Directions for this task: Retype the listing that follows, exactly as written.

(Records from a data collection)

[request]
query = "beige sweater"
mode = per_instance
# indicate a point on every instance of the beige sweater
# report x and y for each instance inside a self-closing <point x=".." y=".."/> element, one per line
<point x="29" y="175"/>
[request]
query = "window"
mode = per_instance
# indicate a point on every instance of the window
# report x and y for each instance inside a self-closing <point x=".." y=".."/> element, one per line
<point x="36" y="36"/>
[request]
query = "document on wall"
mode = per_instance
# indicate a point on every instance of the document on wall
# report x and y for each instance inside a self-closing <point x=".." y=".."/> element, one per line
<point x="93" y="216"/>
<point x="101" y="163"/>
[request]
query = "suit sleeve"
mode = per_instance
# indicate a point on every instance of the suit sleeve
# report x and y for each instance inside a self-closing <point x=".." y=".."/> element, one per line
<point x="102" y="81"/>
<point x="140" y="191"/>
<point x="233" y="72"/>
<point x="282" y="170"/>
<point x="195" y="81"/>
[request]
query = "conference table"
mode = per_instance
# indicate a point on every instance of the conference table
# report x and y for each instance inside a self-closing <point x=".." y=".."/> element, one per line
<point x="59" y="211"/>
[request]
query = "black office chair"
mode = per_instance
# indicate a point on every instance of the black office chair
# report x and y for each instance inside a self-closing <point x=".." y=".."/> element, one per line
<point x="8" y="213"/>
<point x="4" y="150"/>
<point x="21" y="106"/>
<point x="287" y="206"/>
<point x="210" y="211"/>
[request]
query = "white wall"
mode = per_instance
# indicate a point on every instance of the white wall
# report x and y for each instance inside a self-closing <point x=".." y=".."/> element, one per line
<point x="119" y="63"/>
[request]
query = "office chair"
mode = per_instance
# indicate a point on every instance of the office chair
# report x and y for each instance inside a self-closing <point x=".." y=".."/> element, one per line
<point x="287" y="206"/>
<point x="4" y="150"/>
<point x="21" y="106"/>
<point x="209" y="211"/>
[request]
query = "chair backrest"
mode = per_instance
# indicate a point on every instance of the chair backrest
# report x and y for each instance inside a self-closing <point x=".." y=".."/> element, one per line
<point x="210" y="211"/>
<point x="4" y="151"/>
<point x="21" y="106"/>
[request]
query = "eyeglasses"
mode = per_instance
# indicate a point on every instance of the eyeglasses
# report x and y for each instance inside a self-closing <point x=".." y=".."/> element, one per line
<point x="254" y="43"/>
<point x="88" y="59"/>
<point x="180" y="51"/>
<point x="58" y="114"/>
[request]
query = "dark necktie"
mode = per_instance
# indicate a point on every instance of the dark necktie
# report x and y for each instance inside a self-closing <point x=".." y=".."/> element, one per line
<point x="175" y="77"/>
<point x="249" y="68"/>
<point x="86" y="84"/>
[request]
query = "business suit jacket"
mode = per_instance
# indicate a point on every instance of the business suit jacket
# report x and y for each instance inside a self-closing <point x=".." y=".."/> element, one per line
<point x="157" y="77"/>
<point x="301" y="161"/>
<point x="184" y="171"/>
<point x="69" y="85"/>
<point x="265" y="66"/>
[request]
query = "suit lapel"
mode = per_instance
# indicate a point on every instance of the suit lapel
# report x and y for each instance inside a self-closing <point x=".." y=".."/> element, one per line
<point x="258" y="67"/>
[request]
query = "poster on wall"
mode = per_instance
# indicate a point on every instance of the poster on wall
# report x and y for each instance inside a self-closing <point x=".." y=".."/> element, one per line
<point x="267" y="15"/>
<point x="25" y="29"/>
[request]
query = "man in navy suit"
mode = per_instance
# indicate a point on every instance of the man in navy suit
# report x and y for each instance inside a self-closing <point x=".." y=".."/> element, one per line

Reply:
[request]
query = "beige sweater"
mode = per_instance
# indicate a point on every instance of the beige sweater
# report x and y for each instance inside a self-closing <point x=".." y=".."/> element, one per line
<point x="29" y="175"/>
[request]
query = "window"
mode = per_instance
# indicate a point on every instance of the window
# report x and y for each instance inside a self-closing <point x=".." y=".."/> element, one per line
<point x="36" y="36"/>
[request]
query = "document on wall"
mode = per_instance
# indicate a point on every instance of the document on wall
# report x and y for each instance inside a self-closing <point x=".." y=".."/> element, one per line
<point x="93" y="216"/>
<point x="101" y="163"/>
[request]
query = "suit sleeve"
mode = per_instance
# indicate a point on every instance of the suit sleeve
# report x and y for each instance inside a self-closing <point x=".." y=".."/> element, one per line
<point x="102" y="81"/>
<point x="140" y="191"/>
<point x="233" y="72"/>
<point x="282" y="170"/>
<point x="195" y="81"/>
[request]
query = "conference table"
mode = per_instance
# indicate a point on every instance of the conference table
# report x and y for each instance inside a self-closing <point x=".." y=".."/> element, one per line
<point x="59" y="211"/>
[request]
query = "black office chair"
mode = per_instance
# indicate a point on every instance of the black office chair
# report x and y for each instance inside a self-closing <point x=".." y=".."/> element, one per line
<point x="8" y="213"/>
<point x="4" y="150"/>
<point x="21" y="106"/>
<point x="287" y="206"/>
<point x="210" y="211"/>
[request]
query = "white wall"
mode = per_instance
# indicate a point on every instance of the white wall
# report x and y for each instance inside a self-closing <point x=".." y=".."/> element, one per line
<point x="119" y="63"/>
[request]
query = "office chair"
mode = per_instance
# indicate a point on every instance of the office chair
# report x and y for each instance inside a self-closing <point x=".." y=".."/> element, one per line
<point x="287" y="206"/>
<point x="4" y="150"/>
<point x="21" y="106"/>
<point x="209" y="211"/>
[request]
query = "chair backrest"
mode = per_instance
# indicate a point on every instance of the chair backrest
# report x and y for each instance inside a self-closing <point x=".." y=".."/> element, one per line
<point x="210" y="211"/>
<point x="4" y="151"/>
<point x="21" y="106"/>
[request]
query = "eyeglasses"
mode = per_instance
# indicate a point on every instance of the eyeglasses
# report x and y for each instance inside a self-closing <point x=".." y=".."/> element, one per line
<point x="254" y="43"/>
<point x="88" y="59"/>
<point x="180" y="51"/>
<point x="58" y="114"/>
[request]
query = "dark necktie"
mode = per_instance
# indicate a point on every instance of the dark necktie
# report x and y for each instance inside a self-closing <point x=".." y=".."/> element, one per line
<point x="175" y="77"/>
<point x="249" y="68"/>
<point x="86" y="84"/>
[request]
query = "business suit jacket"
mode = per_instance
# indicate a point on every instance of the business suit jacket
# report x and y for each instance inside a self-closing <point x=".." y=".."/> element, one per line
<point x="157" y="77"/>
<point x="301" y="161"/>
<point x="184" y="171"/>
<point x="69" y="85"/>
<point x="265" y="66"/>
[request]
query = "suit lapel"
mode = per_instance
# indicate a point on every instance of the suit lapel
# report x and y for each instance inside a self-closing <point x=".." y=".."/> element, one per line
<point x="258" y="67"/>
[request]
query = "poster on wall"
mode = per_instance
# indicate a point on every instance of the poster on wall
# report x and y for each instance inside a self-closing <point x=".." y=".."/> element, one per line
<point x="267" y="15"/>
<point x="25" y="29"/>
[request]
query = "man in navy suit"
mode = per_instance
# indicate a point on every instance of the man in navy suit
# report x and y for each instance inside a self-closing <point x=".." y=".."/> element, one per line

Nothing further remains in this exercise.